■ What is asked:
Show every line of the data below that contains the word "blue", copied in full.

■ Records for this exercise:

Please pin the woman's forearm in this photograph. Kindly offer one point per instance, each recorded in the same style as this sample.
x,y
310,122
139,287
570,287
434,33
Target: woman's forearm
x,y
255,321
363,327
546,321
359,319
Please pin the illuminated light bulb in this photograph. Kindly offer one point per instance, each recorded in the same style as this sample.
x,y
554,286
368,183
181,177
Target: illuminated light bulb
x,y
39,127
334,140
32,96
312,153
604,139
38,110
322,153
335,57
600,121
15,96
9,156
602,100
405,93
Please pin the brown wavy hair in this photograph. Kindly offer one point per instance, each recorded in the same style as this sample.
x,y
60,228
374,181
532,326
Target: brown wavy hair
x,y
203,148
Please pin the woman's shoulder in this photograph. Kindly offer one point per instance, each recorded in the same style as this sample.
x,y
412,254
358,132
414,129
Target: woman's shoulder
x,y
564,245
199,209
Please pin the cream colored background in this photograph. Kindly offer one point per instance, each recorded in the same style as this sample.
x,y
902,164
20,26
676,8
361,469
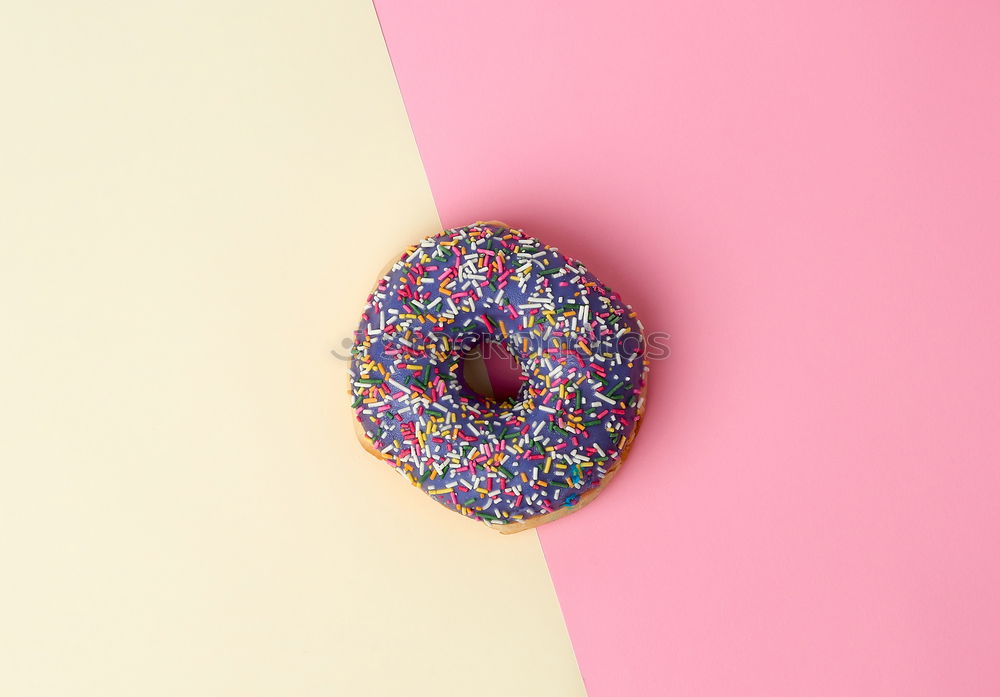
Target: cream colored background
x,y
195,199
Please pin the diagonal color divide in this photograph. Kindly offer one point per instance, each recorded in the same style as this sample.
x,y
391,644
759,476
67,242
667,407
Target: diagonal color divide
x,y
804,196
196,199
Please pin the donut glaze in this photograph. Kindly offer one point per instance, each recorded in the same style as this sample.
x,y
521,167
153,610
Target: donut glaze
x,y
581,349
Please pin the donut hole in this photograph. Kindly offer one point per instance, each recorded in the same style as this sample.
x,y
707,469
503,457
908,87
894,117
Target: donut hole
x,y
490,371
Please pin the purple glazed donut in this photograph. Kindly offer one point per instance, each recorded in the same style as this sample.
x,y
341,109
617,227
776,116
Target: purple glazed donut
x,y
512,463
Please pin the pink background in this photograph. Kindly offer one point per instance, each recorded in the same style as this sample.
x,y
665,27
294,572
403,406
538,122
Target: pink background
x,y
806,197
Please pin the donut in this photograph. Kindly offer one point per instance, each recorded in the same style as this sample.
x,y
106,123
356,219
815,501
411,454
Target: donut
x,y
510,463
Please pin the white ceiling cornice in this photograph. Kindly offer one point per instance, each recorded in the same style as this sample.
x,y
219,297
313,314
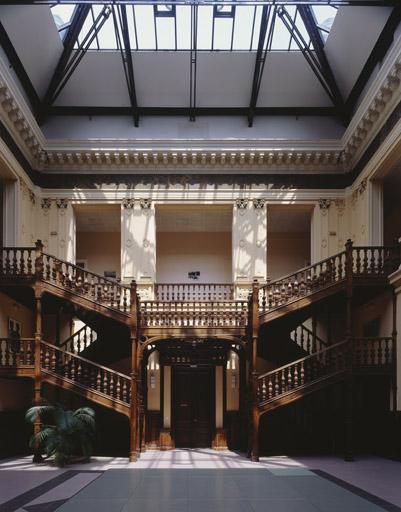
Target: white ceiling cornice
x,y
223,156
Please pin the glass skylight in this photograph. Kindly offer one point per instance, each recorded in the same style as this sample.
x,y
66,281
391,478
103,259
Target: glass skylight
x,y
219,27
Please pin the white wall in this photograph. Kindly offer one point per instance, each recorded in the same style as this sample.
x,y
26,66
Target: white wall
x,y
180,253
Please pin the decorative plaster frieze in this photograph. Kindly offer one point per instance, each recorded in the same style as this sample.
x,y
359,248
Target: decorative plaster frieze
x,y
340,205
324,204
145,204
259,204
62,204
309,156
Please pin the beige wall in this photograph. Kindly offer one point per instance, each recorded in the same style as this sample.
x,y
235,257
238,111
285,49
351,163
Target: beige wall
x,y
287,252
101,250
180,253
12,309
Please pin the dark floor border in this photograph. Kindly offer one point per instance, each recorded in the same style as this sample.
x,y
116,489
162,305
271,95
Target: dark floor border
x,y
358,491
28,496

==

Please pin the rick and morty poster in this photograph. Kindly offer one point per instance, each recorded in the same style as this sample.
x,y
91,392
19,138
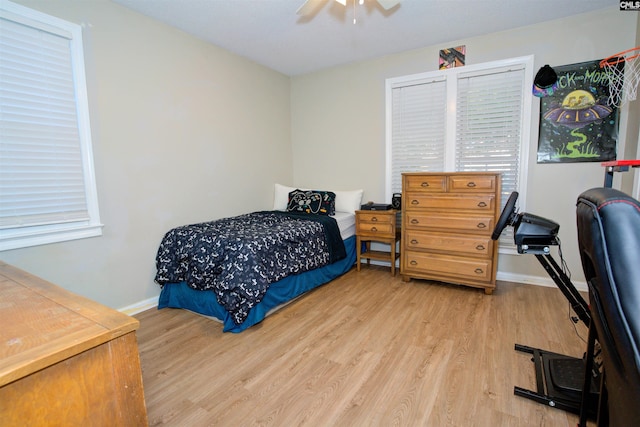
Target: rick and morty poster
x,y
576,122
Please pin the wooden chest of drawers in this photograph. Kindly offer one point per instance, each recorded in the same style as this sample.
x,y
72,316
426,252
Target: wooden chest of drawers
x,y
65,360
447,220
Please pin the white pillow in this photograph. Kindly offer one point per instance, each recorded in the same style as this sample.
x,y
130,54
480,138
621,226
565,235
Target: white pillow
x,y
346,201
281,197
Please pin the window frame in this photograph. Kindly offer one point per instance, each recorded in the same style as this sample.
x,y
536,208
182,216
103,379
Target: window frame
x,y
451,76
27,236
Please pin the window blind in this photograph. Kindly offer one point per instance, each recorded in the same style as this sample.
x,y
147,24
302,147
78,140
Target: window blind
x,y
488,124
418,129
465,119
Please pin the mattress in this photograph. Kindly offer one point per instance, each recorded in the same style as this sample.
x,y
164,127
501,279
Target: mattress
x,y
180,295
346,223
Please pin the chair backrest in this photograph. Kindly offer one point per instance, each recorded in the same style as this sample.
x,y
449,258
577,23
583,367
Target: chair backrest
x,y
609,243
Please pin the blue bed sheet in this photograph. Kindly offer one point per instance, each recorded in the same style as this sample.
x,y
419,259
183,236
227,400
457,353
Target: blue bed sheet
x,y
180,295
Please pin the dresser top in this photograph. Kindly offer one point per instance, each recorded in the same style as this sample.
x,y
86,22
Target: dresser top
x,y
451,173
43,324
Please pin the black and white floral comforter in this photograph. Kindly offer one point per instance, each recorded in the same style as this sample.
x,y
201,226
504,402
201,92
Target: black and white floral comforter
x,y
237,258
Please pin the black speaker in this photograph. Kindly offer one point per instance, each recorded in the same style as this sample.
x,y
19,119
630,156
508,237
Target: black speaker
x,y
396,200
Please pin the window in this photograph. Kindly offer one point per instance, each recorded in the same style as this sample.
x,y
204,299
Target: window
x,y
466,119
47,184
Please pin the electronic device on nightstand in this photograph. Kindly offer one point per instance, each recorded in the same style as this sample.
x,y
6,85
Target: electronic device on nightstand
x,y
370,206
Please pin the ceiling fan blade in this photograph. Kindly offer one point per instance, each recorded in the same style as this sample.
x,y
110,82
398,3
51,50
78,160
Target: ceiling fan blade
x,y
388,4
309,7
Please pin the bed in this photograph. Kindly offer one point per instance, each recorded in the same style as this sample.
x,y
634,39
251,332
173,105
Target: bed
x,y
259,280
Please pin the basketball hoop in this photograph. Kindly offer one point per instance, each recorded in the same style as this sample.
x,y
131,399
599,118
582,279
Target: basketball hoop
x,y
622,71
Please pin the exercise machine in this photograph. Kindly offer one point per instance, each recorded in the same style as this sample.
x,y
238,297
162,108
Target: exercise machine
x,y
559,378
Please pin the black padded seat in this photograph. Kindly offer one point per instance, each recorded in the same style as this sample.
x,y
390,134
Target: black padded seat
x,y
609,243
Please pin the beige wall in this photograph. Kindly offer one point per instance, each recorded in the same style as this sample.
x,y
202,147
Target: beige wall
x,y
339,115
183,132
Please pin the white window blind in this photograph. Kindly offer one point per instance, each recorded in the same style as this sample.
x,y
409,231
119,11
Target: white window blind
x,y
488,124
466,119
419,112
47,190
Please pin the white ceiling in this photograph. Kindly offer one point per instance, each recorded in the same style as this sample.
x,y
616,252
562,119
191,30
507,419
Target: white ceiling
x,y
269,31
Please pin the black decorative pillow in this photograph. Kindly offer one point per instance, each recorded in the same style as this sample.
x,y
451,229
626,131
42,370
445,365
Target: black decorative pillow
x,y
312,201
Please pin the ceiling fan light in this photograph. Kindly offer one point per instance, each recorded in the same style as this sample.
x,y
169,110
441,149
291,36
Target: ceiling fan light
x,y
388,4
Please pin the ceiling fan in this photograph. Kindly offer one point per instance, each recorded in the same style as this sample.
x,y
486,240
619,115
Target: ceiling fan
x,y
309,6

--

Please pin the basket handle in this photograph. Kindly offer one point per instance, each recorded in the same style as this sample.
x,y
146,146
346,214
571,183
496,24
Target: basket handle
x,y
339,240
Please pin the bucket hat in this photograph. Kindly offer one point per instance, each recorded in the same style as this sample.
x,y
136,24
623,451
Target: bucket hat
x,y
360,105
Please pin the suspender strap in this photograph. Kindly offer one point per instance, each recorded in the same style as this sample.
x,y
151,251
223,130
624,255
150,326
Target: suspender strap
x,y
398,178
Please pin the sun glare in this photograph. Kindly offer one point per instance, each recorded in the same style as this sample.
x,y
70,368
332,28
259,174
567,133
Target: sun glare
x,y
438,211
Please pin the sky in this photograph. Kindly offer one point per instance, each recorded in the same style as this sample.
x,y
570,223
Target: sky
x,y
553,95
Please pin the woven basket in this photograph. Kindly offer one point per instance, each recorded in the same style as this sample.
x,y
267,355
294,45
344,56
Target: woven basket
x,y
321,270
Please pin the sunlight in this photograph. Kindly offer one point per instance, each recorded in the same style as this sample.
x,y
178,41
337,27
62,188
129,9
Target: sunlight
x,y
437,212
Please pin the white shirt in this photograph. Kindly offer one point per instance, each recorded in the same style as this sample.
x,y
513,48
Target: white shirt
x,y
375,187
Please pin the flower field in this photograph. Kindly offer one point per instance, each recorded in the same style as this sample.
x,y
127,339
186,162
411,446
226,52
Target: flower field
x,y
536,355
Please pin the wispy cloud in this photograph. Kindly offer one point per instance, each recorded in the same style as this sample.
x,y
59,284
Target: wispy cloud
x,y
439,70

■ Finished task:
Please pin the blue bed sheet in this photograph. Kindly offer one point per instance, each recorded in the same style as this sample.
Target: blue bed sheet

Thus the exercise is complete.